+++ Records for this exercise +++

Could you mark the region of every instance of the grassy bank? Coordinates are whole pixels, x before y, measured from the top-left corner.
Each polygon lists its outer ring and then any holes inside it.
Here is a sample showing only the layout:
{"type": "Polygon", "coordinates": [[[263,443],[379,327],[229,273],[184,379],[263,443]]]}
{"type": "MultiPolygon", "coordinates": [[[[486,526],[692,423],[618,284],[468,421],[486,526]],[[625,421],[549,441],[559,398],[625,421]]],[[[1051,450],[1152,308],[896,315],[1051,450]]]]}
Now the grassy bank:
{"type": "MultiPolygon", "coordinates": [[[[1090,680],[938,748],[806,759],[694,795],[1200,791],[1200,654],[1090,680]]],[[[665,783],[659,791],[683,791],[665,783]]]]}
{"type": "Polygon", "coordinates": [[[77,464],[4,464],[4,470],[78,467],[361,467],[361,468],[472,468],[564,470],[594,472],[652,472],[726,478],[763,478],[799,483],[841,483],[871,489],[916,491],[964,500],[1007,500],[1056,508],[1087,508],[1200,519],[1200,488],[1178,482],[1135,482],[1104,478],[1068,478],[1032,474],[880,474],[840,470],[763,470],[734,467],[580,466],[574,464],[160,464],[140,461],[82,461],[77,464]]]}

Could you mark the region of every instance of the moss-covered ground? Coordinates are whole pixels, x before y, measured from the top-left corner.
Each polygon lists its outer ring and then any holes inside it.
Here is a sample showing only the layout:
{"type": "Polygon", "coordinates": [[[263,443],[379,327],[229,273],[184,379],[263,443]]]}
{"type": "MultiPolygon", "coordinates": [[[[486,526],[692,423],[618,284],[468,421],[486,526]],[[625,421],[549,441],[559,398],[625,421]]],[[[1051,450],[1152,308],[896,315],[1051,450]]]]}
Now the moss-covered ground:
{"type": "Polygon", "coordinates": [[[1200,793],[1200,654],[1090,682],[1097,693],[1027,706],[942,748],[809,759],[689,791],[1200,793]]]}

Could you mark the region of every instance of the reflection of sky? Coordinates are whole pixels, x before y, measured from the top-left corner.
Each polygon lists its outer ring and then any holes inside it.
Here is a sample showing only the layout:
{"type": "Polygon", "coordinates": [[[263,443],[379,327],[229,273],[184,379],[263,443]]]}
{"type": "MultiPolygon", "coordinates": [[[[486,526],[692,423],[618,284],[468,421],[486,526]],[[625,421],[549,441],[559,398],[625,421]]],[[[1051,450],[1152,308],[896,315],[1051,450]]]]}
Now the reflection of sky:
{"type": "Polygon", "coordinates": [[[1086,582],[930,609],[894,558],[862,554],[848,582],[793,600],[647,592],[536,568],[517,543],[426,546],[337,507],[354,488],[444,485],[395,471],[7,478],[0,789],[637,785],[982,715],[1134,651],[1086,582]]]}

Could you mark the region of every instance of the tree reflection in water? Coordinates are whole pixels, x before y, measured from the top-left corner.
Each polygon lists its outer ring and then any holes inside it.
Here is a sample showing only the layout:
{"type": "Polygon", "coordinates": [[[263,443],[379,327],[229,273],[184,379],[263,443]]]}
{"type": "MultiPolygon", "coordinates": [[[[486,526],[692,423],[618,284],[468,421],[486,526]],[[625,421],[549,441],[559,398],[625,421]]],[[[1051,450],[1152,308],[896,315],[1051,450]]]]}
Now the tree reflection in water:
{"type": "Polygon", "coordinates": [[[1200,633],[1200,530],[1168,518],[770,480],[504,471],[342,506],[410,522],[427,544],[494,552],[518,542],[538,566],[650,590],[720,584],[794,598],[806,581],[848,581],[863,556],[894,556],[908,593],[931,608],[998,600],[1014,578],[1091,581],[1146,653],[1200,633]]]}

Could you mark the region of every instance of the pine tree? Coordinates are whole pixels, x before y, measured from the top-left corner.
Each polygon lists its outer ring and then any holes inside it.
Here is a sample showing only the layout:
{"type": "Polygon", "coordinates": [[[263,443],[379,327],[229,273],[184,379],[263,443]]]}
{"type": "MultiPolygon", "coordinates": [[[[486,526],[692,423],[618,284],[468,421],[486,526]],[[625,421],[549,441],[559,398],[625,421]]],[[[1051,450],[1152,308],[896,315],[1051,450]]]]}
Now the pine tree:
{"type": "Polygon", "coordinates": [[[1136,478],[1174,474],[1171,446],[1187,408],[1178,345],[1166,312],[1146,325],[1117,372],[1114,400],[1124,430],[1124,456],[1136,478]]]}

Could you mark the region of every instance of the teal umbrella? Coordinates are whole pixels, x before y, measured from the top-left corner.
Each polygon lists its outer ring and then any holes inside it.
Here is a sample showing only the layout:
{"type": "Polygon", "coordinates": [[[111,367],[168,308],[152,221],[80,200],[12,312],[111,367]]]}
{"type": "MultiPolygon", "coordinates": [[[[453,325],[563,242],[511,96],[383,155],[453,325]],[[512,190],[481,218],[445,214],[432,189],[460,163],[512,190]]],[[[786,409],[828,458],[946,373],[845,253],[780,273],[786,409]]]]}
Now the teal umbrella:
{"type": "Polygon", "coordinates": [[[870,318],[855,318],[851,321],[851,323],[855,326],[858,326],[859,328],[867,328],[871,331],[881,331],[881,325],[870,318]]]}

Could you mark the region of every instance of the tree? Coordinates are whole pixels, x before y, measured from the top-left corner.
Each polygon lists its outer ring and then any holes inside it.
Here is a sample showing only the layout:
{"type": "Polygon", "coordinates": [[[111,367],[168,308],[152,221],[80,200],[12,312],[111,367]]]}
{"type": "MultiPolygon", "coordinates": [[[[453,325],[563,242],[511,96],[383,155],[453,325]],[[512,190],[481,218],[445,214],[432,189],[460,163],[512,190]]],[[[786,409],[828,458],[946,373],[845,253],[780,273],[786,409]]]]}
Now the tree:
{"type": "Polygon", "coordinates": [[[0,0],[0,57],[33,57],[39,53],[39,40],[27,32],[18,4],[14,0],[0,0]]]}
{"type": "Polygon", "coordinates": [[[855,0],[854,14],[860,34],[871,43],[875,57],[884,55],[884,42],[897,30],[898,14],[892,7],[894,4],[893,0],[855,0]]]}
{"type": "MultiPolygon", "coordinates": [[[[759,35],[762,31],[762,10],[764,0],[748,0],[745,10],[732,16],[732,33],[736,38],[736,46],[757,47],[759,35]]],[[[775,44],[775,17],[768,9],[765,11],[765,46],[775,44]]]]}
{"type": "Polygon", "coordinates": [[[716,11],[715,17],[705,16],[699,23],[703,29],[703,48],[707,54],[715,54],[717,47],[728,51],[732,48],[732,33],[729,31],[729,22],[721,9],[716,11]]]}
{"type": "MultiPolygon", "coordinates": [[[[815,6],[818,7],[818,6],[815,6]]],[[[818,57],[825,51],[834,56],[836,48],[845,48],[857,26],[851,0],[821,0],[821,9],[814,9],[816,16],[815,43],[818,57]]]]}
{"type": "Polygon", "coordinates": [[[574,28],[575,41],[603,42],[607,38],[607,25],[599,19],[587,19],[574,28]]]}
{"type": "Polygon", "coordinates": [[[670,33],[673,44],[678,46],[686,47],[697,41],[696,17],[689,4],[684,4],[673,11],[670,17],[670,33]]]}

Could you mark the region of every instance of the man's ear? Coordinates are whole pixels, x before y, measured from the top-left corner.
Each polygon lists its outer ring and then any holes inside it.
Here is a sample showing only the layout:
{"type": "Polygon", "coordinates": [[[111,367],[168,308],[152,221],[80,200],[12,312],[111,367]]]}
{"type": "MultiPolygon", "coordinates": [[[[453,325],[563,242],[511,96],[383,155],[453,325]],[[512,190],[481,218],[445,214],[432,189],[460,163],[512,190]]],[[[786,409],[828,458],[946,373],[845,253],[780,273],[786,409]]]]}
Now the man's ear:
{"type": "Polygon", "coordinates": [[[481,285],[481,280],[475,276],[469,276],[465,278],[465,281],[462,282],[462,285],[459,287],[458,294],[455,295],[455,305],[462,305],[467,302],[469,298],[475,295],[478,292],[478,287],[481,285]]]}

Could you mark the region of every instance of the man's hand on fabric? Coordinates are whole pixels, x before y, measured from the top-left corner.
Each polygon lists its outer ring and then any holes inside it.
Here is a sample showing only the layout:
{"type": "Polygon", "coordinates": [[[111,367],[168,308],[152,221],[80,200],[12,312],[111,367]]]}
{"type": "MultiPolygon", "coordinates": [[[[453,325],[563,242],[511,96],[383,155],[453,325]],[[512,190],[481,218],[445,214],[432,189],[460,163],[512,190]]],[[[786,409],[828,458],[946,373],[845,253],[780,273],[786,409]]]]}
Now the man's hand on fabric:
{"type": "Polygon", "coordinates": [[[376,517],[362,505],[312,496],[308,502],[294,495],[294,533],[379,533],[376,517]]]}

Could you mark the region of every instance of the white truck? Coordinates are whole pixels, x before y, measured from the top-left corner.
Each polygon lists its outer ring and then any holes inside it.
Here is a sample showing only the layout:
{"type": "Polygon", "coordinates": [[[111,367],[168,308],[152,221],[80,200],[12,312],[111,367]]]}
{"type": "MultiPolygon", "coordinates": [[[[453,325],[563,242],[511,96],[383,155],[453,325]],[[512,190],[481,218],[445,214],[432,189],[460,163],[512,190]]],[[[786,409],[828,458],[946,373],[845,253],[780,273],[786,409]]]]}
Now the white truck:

+++

Problem details:
Put the lines of the entries above, from the line containing "Could you mark the region of every instance of the white" through the end of the entries, into a numbered list, with blank lines left out.

Result:
1. Could you mark the region of every instance of the white truck? Coordinates are whole pixels, x before y, measured from the top-left corner.
2. Each polygon lists its outer ring and then any holes inside it.
3. Here is a sample showing only the layout:
4. {"type": "Polygon", "coordinates": [[[111,367],[168,308],[152,221],[80,200],[12,312],[111,367]]]}
5. {"type": "MultiPolygon", "coordinates": [[[[453,325],[563,242],[511,96],[383,155],[453,325]],[[512,190],[481,218],[445,214],[432,189],[460,163],[512,190]]],[[[786,409],[828,458],[946,373],[845,253],[780,273],[786,409]]]]}
6. Now the white truck:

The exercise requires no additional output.